When I awoke this morning, a line from an old poem was going through my head: “In youth it sheltered me, and I’ll protect it now.” This comes from “Woodman, Spare That Tree” (1837), by George Pope Morris. It must have been that my conscience, during the night, was telling me to take a maximally patriotic position in this dissent addendum.

Oaths

In the majority opinion, Chief Justice Jane Doe reviewed the history of oaths. The word oath has changed a few times, and no longer carries the idea in our society that God will step in to punish a person who makes a false oath. Without this threat of divine retribution, it is hard for the mere words “I swear” to do the job of scaring a potential liar — people commit perjury with impunity.

Unfortunately, we judges have been significant dispensers of that impunity. The word impunity means “no punishment.” It is up to us, at a trial, to decide if perjury has been committed and refer the perjurer to law enforcement.  And if there appears to have been someone who suborned the perjury, a court should ask the prosecutor to hunt her down. Sir William Blackstone tells of the range of punishments for suborning:

“Subornation of perjury is the offense of procuring another to take such a false oath…. The punishment has been various. It was anciently death; afterwards banishment, or cutting out the tongue, then forfeiture of goods; and now it is fine and imprisonment, and never more to be capable of bearing testimony. But the statute 5 Eliz. c. 9. inflicts the penalty of perpetual infamy, and a fine of 40£ on the suborner; and to stand with both ears nailed to the pillory.”

Blackstone and his Commentaries on the Laws of England, 1769, the edition for colonial America
Blackstone and his Commentaries on the Laws of England, 1769, the edition for colonial America

In Petitioner’s pleadings, the main concern with oaths is the oath of office, which differs greatly from taking an oath to swear the truthfulness of testimony. It is a promise about one’s future behavior.  Article VI says, “The Senators and Representatives … and all executive and judicial Officers … shall be bound by Oath or Affirmation to support this Constitution….” Brunson rightly points out that the claim “[they] shall be bound” has to mean something. It cannot mean nothing.

(Object pointing dataset rows)

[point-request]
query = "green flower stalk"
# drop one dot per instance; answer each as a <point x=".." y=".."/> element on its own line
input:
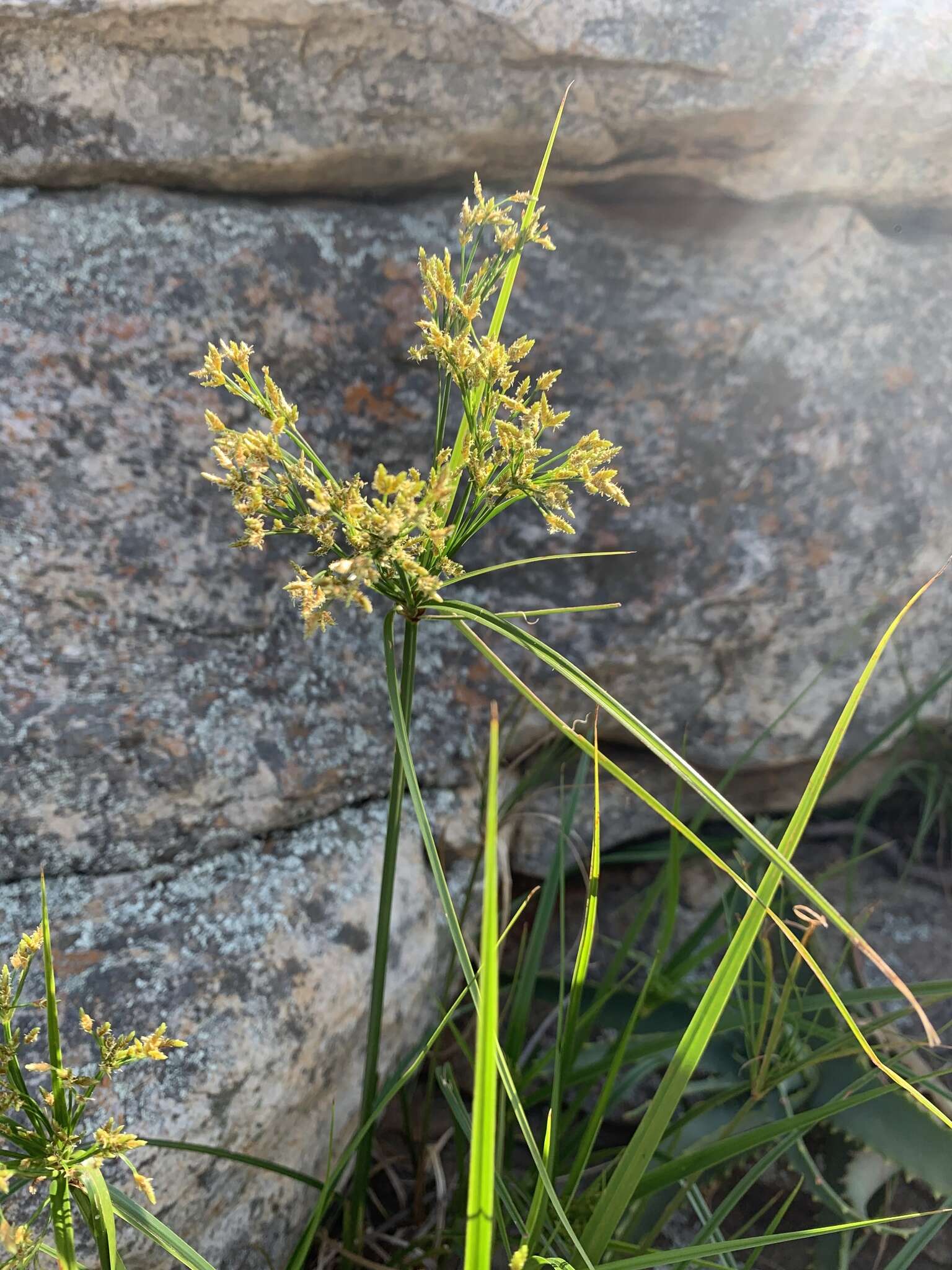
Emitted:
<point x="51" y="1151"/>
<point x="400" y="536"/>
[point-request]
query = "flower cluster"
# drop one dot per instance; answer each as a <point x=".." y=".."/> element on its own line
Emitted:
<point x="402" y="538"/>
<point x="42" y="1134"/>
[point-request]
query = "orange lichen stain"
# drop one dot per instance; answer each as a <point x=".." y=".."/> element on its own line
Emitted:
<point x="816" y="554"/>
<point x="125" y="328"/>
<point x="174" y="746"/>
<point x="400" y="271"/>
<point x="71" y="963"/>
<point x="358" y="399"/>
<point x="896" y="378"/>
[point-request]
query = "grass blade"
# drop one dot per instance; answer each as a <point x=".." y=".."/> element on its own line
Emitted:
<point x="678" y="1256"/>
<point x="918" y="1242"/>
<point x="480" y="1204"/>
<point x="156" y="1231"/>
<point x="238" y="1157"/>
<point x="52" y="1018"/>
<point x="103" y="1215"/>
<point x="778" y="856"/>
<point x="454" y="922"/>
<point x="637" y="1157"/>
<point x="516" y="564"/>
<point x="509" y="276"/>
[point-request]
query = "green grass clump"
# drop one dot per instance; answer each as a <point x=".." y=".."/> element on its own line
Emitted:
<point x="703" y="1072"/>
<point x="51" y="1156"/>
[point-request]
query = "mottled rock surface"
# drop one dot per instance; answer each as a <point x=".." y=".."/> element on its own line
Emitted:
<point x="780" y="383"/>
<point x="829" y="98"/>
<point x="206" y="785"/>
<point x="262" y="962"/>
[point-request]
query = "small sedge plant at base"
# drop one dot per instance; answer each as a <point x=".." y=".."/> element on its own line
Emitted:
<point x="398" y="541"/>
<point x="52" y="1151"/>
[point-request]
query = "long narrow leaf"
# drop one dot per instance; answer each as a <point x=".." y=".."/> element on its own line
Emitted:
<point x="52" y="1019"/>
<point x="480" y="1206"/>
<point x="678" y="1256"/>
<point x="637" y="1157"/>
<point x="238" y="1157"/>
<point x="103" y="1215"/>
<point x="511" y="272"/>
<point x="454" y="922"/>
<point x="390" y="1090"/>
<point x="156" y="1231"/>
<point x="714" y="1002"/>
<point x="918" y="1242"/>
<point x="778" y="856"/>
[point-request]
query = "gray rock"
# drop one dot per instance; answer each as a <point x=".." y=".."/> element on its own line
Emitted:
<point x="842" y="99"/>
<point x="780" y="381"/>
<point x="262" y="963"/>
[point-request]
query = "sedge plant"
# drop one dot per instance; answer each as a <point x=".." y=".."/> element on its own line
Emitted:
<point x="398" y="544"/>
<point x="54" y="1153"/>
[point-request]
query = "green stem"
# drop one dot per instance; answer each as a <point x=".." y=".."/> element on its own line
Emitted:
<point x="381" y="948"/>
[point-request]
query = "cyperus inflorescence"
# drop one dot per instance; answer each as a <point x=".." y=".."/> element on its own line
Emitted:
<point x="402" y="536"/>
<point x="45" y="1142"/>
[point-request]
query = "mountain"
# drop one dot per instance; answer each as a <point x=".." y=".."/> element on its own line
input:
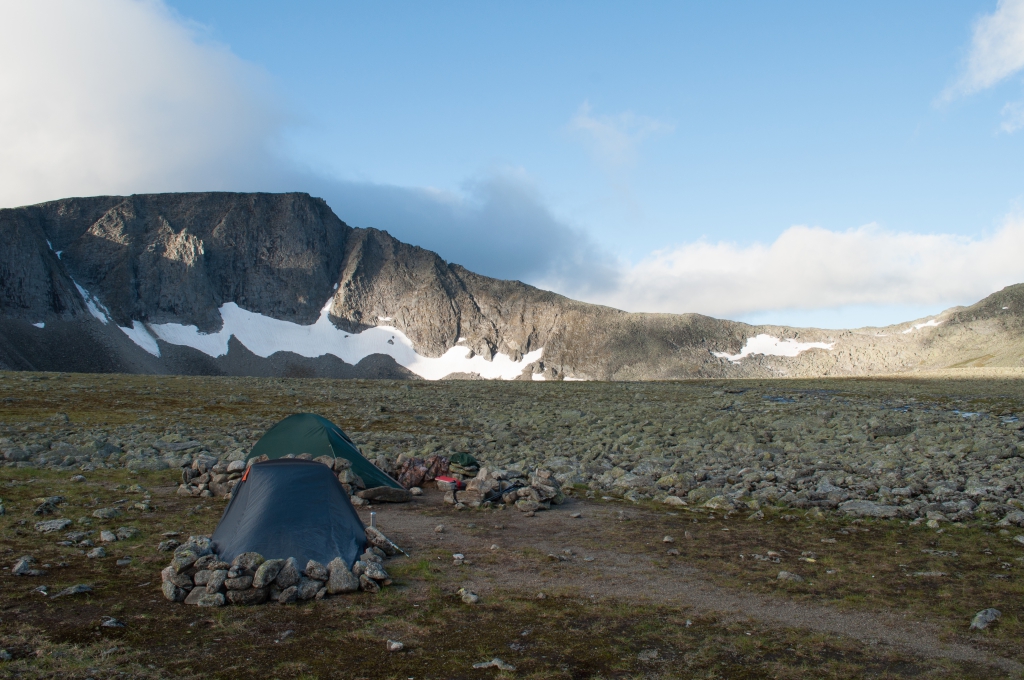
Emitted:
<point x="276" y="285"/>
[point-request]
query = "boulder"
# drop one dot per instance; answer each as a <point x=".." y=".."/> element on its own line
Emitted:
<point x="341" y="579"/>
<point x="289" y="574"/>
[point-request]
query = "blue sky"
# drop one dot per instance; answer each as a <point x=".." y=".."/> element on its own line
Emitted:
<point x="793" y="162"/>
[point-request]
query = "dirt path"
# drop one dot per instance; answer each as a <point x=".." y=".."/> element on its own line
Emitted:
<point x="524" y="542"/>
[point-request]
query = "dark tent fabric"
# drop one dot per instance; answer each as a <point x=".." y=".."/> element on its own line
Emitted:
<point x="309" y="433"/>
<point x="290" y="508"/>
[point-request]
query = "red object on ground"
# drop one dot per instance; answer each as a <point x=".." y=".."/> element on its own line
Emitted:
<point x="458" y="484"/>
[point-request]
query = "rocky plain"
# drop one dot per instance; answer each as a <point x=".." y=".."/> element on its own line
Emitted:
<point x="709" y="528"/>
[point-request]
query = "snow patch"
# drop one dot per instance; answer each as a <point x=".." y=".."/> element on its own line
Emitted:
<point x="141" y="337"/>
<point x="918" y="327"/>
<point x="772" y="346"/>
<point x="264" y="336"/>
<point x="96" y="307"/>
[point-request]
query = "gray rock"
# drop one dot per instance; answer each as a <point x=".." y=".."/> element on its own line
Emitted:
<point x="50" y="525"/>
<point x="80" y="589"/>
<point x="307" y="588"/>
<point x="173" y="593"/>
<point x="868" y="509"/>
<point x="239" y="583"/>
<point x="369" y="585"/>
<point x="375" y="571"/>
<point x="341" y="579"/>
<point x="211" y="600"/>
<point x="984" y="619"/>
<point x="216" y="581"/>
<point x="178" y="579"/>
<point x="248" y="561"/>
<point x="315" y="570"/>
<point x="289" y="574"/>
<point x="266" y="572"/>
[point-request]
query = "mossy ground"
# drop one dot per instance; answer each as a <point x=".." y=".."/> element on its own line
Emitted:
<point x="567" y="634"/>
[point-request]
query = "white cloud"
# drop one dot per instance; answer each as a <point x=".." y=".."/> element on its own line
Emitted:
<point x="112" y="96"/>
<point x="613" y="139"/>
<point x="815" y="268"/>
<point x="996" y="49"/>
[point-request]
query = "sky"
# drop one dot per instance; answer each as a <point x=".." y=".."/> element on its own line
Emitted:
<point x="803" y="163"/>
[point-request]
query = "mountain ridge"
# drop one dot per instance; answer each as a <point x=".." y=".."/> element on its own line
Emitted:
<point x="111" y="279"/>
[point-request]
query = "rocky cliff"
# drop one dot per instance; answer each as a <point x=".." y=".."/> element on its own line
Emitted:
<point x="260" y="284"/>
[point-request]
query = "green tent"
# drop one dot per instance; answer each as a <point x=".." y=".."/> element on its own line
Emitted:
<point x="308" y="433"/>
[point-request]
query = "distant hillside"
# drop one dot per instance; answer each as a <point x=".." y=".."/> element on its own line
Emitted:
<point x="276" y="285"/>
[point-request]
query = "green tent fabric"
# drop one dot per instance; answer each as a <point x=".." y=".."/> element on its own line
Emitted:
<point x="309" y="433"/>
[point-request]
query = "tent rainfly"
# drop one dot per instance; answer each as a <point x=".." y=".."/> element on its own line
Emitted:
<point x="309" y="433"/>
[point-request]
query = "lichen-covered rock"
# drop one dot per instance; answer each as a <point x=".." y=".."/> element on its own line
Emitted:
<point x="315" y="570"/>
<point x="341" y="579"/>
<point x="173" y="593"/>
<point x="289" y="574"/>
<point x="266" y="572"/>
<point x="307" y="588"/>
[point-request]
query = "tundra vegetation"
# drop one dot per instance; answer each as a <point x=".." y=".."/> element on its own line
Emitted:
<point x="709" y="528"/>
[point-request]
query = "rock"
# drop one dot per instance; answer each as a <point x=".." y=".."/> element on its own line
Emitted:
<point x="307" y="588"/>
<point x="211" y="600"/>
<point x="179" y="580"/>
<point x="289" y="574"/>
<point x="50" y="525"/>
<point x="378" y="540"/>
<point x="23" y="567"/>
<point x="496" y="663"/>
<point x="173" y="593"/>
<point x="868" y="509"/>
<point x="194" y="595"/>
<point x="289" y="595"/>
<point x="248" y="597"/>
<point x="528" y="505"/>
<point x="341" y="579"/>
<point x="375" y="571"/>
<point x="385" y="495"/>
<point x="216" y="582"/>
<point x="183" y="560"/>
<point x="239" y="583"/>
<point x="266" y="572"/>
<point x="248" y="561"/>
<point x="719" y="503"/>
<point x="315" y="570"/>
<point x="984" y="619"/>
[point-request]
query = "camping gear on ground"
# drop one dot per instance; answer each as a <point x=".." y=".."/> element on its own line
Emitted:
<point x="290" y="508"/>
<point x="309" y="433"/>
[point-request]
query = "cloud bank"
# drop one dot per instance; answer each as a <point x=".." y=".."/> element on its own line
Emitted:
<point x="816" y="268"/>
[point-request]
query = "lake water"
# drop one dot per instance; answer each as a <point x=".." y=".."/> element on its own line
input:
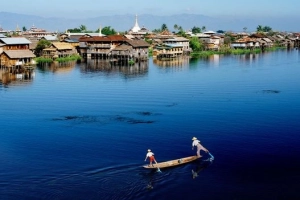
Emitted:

-- Set task 1 --
Reproduce the passage about oaths between "When I awoke" and "this dissent addendum.", inclusive.
-- Set task 2 --
Decide whether each statement agrees with the passage about oaths, answering yes or no and quoting the words of the passage that settle it: (a) The poem "Woodman, Spare That Tree" dates from 1837. (b) Blackstone says the punishment for subornation of perjury was anciently banishment. (c) The oath of office is described as a promise about one's future behavior.
-- Set task 3 --
Go on with the passage about oaths, starting after its last sentence.

-- Written response 1 --
When I awoke this morning, a line from an old poem was going through my head: “In youth it sheltered me, and I’ll protect it now.” This comes from “Woodman, Spare That Tree” (1837), by George Pope Morris. It must have been that my conscience, during the night, was telling me to take a maximally patriotic position in this dissent addendum.

-- Written response 2 --
(a) Yes: "“Woodman, Spare That Tree” (1837)"
(b) No: "It was anciently death; afterwards banishment"
(c) Yes: "It is a promise about one’s future behavior."

-- Written response 3 --
Jurisprudence of coups d’etat

Petitioner also wants immediate punishment for those who may have caused a coup to happen. This is a very complicated matter. Professor Tayyab Mahmud has asked: Are perpetrators of coups d’etat guilty of treason? Can they be tried and punished? Does the constitutional order of a nation survive a coup? What is the source of legislative power, post-coup? Can the courts validate usurpation of constitutional power? Mahmud covers this in a 1994 article in the Cornell Law Review, intriguingly entitled “Jurisprudence of Successful Treason: Coup d’Etat & Common Law.”

In raising this analysis, I am by no means positing that a coup occurred in 2021 in the United States. I am dealing with Petitioner’s notion of the binding quality of an oath. In his pleadings, he jumps ahead of the above questions by quoting the Fourteenth Amendment, which says:  “No person shall be [allowed to] hold any office …  who, having previously taken an oath … to support the Constitution of the United States shall have engaged in insurrection or rebellion against the same.” Indeed, Brunson asks us to remove from office any such persons. He omitted the further clause, sec 3: “But Congress, may by a vote of two-thirds of each House, remove such disability.”

The Fourteenth Amendment came about in regard to members of the Confederacy in states that had seceded. Many rebels were charged with the crime of treason but a presidential pardon was granted after the war, in 1868.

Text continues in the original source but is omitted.